**PROBLEM DETAILS**
Across the listing below, how many lines contain the string "meadow"? Only the number is needed.
↓↓↓
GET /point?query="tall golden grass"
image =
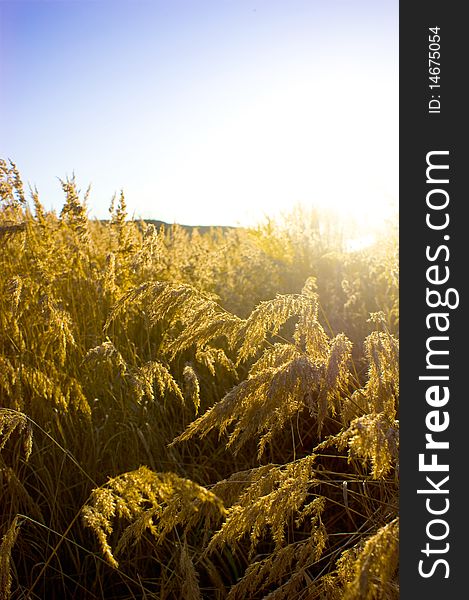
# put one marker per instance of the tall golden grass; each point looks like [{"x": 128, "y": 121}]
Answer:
[{"x": 194, "y": 415}]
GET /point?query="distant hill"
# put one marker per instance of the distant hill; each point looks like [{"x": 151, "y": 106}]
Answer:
[{"x": 200, "y": 228}]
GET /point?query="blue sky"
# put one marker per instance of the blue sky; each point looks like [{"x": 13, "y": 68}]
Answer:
[{"x": 204, "y": 112}]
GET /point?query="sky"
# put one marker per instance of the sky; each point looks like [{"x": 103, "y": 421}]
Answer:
[{"x": 205, "y": 112}]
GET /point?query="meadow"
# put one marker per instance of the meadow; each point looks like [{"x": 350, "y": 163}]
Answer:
[{"x": 191, "y": 414}]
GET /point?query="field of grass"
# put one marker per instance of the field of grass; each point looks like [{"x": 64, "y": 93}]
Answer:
↑↑↑
**RESULT BELOW**
2